**PROMPT**
Nothing below is to be printed except the lines between the line holding "Mark every instance of the price" and the line holding "Mark every instance of the stone", inclusive, each exactly as it appears.

**RECORDS SUPPLIED**
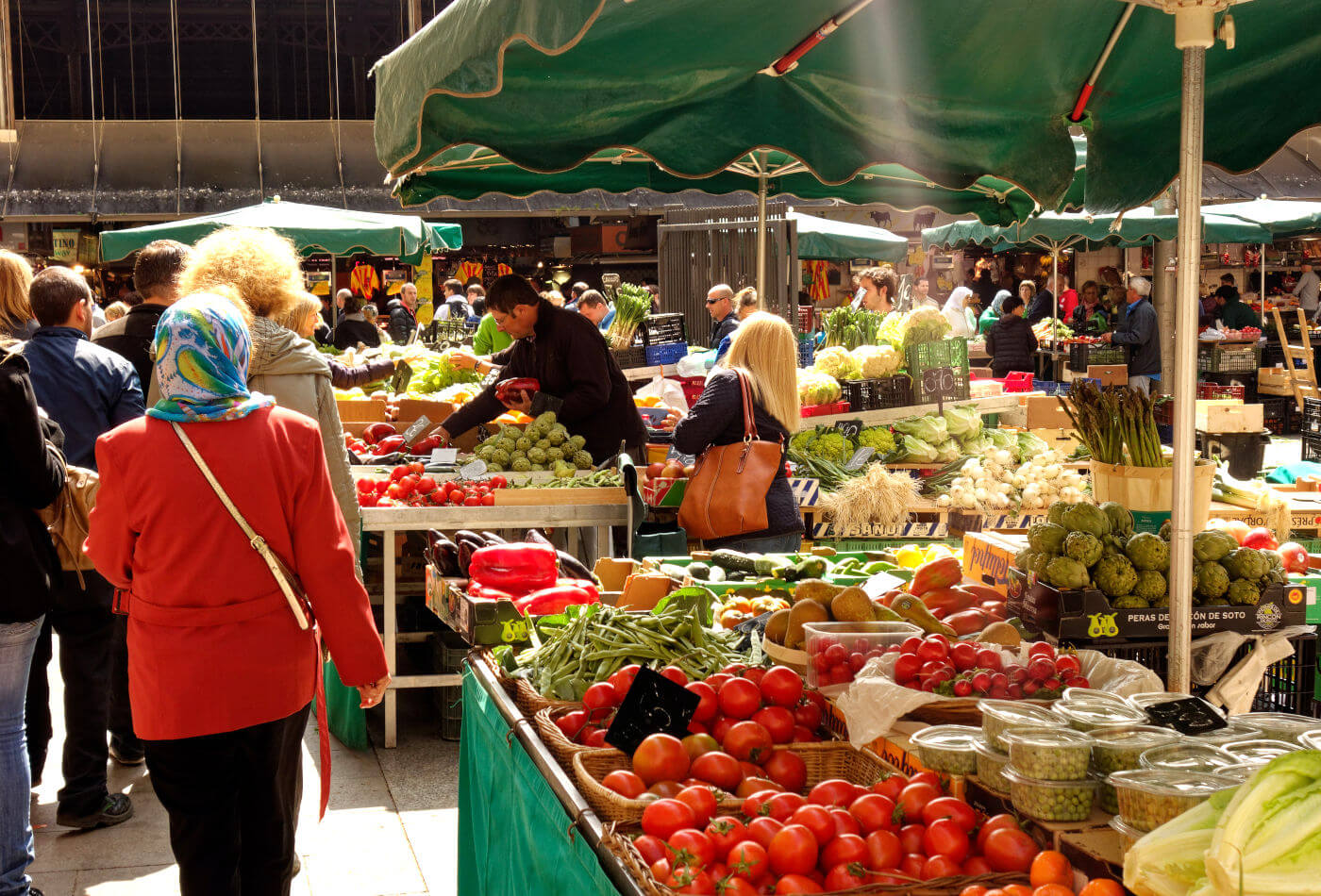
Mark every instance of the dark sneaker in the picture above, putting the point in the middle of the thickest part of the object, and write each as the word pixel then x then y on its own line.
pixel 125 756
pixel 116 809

* * *

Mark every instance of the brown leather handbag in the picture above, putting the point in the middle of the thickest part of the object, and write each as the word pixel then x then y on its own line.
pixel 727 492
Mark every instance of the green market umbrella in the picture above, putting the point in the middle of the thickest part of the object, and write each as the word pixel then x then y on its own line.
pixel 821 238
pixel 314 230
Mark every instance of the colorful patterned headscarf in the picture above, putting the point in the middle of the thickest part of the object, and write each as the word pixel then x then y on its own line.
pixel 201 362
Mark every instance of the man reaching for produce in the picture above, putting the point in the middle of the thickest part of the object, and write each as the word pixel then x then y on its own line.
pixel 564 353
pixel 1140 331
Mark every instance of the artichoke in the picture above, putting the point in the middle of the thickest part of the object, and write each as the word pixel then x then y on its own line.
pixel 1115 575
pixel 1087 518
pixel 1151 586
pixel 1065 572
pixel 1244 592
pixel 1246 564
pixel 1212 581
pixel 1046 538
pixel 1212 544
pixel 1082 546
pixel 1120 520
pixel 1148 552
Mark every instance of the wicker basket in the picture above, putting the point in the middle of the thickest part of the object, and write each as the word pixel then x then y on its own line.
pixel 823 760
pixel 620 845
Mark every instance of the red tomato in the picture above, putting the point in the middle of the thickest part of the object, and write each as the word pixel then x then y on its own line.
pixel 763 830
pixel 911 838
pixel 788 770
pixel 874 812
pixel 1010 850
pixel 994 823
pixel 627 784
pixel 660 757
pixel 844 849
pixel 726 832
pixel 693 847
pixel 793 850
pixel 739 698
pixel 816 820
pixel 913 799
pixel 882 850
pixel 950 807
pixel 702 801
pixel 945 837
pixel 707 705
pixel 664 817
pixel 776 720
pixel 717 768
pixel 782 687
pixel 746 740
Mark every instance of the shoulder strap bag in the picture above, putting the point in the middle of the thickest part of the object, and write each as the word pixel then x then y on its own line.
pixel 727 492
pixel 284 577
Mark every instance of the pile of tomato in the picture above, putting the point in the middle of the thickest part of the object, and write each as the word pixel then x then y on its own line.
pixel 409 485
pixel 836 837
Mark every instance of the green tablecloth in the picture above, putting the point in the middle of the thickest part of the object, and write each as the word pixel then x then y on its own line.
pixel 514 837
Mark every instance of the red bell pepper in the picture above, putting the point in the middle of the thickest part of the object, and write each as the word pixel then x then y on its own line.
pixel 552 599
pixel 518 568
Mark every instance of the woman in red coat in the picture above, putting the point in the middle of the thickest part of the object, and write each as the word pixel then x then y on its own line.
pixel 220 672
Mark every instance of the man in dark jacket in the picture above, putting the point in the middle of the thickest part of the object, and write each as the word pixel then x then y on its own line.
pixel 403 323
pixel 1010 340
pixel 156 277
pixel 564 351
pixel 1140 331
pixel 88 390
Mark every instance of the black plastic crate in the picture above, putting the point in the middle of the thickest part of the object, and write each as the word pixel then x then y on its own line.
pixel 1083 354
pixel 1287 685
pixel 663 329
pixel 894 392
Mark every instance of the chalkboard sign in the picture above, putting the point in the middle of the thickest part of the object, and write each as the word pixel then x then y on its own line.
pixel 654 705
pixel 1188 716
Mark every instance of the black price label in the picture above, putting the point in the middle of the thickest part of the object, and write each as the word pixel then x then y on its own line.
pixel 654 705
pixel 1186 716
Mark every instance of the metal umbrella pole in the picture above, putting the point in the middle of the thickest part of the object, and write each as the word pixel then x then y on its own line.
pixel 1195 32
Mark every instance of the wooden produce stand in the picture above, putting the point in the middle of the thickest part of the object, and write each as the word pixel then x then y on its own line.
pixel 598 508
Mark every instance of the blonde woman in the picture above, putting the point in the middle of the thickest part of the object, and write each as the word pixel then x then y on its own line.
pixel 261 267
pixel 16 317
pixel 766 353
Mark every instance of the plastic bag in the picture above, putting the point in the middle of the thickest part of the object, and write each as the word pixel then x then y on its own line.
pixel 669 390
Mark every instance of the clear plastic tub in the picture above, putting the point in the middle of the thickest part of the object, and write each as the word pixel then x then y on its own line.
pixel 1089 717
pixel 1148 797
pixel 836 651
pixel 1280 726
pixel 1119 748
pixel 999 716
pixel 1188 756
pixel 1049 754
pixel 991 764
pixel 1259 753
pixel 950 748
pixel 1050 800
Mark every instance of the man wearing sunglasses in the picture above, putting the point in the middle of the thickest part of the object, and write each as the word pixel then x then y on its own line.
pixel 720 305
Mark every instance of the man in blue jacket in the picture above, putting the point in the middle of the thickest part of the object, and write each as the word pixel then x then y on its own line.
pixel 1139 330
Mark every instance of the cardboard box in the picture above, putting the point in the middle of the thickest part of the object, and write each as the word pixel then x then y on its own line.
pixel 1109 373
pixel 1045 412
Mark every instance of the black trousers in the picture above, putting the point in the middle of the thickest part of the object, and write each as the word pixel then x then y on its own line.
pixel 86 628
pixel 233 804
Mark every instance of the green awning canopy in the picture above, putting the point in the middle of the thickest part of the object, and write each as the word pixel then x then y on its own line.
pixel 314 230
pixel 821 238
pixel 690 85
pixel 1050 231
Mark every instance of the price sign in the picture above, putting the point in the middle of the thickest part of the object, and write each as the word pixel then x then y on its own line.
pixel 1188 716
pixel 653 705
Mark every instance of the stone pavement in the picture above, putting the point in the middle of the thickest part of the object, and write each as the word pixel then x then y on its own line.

**EXERCISE RESULT**
Mark every instance of the price sign in the picture above, putting the point in the middle of the thickest part of the object, and write each as the word pixel then x then y on its own line.
pixel 1188 716
pixel 653 705
Mark every instance of the stone pavement in the picture above, putting the point in the middle of the thickest part of the object, and write each as the word pixel then x then y on its own line.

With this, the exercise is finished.